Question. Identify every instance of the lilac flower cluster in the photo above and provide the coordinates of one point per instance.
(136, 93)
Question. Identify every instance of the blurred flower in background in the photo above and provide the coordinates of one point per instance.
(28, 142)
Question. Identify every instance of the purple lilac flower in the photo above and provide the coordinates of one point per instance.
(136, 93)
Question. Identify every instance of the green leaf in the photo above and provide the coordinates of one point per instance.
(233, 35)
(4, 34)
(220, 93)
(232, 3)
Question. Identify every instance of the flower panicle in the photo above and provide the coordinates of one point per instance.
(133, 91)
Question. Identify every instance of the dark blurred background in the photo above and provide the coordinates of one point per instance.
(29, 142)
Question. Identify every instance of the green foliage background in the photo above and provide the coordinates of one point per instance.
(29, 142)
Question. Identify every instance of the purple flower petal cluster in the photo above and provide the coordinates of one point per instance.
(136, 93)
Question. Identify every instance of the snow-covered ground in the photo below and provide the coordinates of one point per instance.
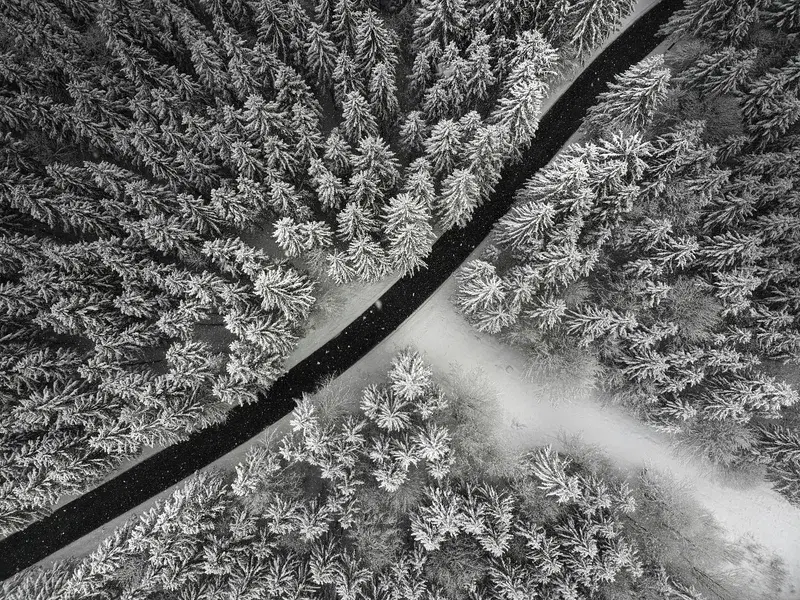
(753, 514)
(446, 339)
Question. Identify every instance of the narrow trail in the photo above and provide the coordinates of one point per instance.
(83, 521)
(753, 514)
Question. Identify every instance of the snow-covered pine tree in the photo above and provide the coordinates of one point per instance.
(517, 110)
(358, 120)
(407, 228)
(460, 195)
(375, 43)
(321, 55)
(719, 73)
(439, 22)
(632, 99)
(444, 146)
(383, 93)
(413, 131)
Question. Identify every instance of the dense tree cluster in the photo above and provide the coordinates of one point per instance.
(142, 138)
(666, 243)
(369, 502)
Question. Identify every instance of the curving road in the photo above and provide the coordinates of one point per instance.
(176, 462)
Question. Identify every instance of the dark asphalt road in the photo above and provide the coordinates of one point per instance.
(171, 465)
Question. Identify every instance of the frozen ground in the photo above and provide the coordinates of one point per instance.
(754, 514)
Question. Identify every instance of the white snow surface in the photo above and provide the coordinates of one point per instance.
(751, 514)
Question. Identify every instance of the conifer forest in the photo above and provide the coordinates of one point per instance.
(400, 299)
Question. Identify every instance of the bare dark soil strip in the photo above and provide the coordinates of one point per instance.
(171, 465)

══════

* **Work item**: Write the entries above out again exactly, omitting each image.

* **Reply**:
Question. Identify every instance of the lilac flower cluster in the photo above and provide the coordinates of one point per instance.
(136, 93)
Question. Identify every instance of the blurred flower in background in the photo above and provide the coordinates of one point per instance.
(28, 142)
Question. Identify every instance of the purple lilac flower in the photo above and provide the coordinates of one point per instance.
(136, 93)
Question. Identify every instance of the green leaf in the photo above and provide the coordinates of one point per instance.
(233, 35)
(4, 34)
(220, 93)
(232, 3)
Question. Identify every instance of the flower panicle in the photo above and provide the coordinates of one point per instance.
(133, 91)
Question. Identify every instance of the dark blurred background in the photo above and provide the coordinates of one point per instance.
(29, 142)
Question. Identify every instance of the green foliage background in the photo above and provide the coordinates of one point per instance.
(29, 142)
Question. Identify every instance of the purple flower petal cluster in the photo above and provide the coordinates of one point per instance.
(136, 93)
Question. Identify every instance of the snow-covered ground in the photo below and provide the coordinates of one point per instance.
(753, 514)
(446, 339)
Question. Identify every instance of the narrow trail in the photo above and provide the coordinates of one point per instance.
(83, 521)
(753, 514)
Question. Identify every instance of the snow-covered pine tree in the photo above and provide the coordinates of one point per instance.
(517, 110)
(358, 120)
(407, 228)
(460, 195)
(375, 43)
(321, 55)
(719, 73)
(439, 22)
(632, 99)
(444, 146)
(383, 93)
(413, 131)
Question. Identify every instance of the dense tree cluster in the photo above and provide the coordinates of one point per instance.
(142, 138)
(666, 243)
(369, 502)
Question. Identify every instance of the curving road in the photo above and provide the coordinates of one point per instance.
(176, 462)
Question. Identify every instance of the dark asphalt road in the photo above and provide the coordinates of one point per instance.
(171, 465)
Question. Identify every instance of the frozen ground in the photo above and provide the coordinates of one point per instance.
(754, 514)
Question. Identify every instance of the white snow surface in the photo above and provide the coordinates of one point per instance.
(751, 514)
Question. Identify every instance of the conifer forest in the photo above and provide the coordinates of one point per instance.
(400, 299)
Question. Identify every instance of the bare dark soil strip in the photo above and provide the coordinates of one point per instance.
(171, 465)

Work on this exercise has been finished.